_Your instructions_.
The expected output is every entry, repeated word for word.

Text-to-region grounding data
━━━━

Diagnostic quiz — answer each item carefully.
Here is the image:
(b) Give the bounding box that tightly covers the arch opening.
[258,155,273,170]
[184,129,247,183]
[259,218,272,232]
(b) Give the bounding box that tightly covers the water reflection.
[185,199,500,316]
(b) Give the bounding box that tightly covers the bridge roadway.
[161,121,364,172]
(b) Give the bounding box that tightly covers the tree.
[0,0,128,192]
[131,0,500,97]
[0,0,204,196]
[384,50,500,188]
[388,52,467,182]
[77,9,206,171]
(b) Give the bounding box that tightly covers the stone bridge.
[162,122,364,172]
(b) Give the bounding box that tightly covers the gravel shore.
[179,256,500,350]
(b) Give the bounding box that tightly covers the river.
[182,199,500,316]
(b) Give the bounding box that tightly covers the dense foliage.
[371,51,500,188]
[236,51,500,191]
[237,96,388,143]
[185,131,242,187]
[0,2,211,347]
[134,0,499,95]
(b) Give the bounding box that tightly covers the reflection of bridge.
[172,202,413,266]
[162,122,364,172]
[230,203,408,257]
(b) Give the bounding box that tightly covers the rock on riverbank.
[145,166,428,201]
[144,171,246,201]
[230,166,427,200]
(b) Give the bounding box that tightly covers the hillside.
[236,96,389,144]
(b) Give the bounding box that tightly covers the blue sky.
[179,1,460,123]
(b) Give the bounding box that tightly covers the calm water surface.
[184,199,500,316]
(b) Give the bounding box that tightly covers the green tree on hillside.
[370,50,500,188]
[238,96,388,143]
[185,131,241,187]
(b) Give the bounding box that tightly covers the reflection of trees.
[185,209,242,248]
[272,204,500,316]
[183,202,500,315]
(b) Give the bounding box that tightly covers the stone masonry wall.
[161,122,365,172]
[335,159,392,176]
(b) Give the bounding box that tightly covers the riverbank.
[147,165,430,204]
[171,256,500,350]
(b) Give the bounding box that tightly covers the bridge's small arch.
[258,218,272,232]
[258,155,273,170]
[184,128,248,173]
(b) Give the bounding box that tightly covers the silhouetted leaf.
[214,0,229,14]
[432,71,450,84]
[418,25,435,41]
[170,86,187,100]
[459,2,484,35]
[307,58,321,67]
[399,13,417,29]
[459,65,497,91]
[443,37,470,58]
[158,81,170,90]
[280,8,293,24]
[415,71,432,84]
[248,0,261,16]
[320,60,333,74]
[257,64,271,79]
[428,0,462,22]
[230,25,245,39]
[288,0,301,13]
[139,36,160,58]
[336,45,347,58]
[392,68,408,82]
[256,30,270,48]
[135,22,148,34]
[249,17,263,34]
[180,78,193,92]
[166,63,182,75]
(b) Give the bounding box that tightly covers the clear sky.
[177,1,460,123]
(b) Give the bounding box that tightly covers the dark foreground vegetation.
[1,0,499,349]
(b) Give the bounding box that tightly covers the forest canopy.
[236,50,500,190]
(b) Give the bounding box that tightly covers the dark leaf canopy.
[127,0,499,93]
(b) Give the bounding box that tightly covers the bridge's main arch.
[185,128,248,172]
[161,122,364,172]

━━━━

_Completed exercise_.
Diagnostic quiz — answer each item carefully.
Here is the image:
(b) Give the bounding box that tightly covers the arch opening.
[258,155,273,170]
[184,129,247,183]
[259,218,272,232]
(b) Give the bounding box that tightly covers the water reflection.
[185,199,500,316]
(b) Give the bounding box that tightly covers the bridge roadway.
[161,121,364,172]
(b) Give the bounding box that tightly covers the tree.
[0,0,128,192]
[131,0,500,97]
[0,0,204,196]
[384,50,500,188]
[388,52,467,182]
[77,9,206,171]
(b) Give the bounding box that tightly covers the stone bridge.
[162,122,364,172]
(b) Give the bounding box that tightly covers the gravel shore.
[179,256,500,350]
(b) Give the bounding box that tightly covers the river.
[182,199,500,316]
(b) Give the bounding box that tightly covers the dense foliage.
[371,51,500,188]
[236,51,500,191]
[237,96,388,143]
[185,131,242,187]
[0,2,211,347]
[134,0,499,95]
(b) Give the bounding box that tightly covers the reflection of bridge.
[172,202,413,266]
[162,122,364,172]
[230,203,408,257]
(b) Give the bounding box that tightly covers the rock on riverbank.
[145,166,428,201]
[144,171,246,201]
[230,166,427,200]
(b) Give the bounding box that tightly covers the hillside.
[236,96,389,144]
(b) Give the bounding box that tightly covers the blue sky.
[179,1,460,123]
(b) Give the bounding box that tightly covers the calm water surface.
[184,199,500,316]
(b) Give the bounding box that tightly covers the green tree on hillside.
[370,50,500,188]
[238,96,388,143]
[185,131,241,187]
(b) Give the bounding box that tightly covers the reflection of trees.
[185,209,242,248]
[272,204,500,316]
[183,202,500,315]
(b) Give the bounding box that tightly covers the stone masonry wall.
[161,122,365,172]
[335,159,392,176]
(b) Give the bounding box that tightly covers the riverbank.
[147,165,430,204]
[171,256,500,350]
(b) Give the bounding box that tightly covers the bridge's small arch.
[258,218,272,232]
[258,155,273,170]
[184,128,248,173]
(b) Give the bounding box that tightly covers the silhouetted leaf.
[214,0,229,14]
[432,71,450,84]
[418,25,435,41]
[170,86,187,100]
[459,2,484,35]
[307,58,321,67]
[399,13,417,29]
[459,65,497,91]
[443,37,470,58]
[158,81,170,90]
[280,8,293,24]
[415,71,432,84]
[248,0,261,16]
[320,60,333,74]
[257,64,271,79]
[428,0,462,22]
[230,25,245,39]
[288,0,301,13]
[139,36,160,58]
[336,45,347,58]
[392,68,408,82]
[256,30,270,48]
[135,22,148,34]
[249,17,263,34]
[180,78,193,92]
[166,63,182,75]
(b) Give the bounding box that tightly covers the clear sky.
[177,1,460,123]
(b) Give the bounding box that tightly covers the dark foreground vegetation.
[1,0,499,349]
(b) Give the bounding box that tightly covers the forest canopy.
[236,50,500,190]
(b) Give the bounding box that tightly covers the dark leaf canopy.
[127,0,499,93]
(b) Give the bounding box that tightly covers the bridge's main arch.
[185,128,248,172]
[161,122,364,172]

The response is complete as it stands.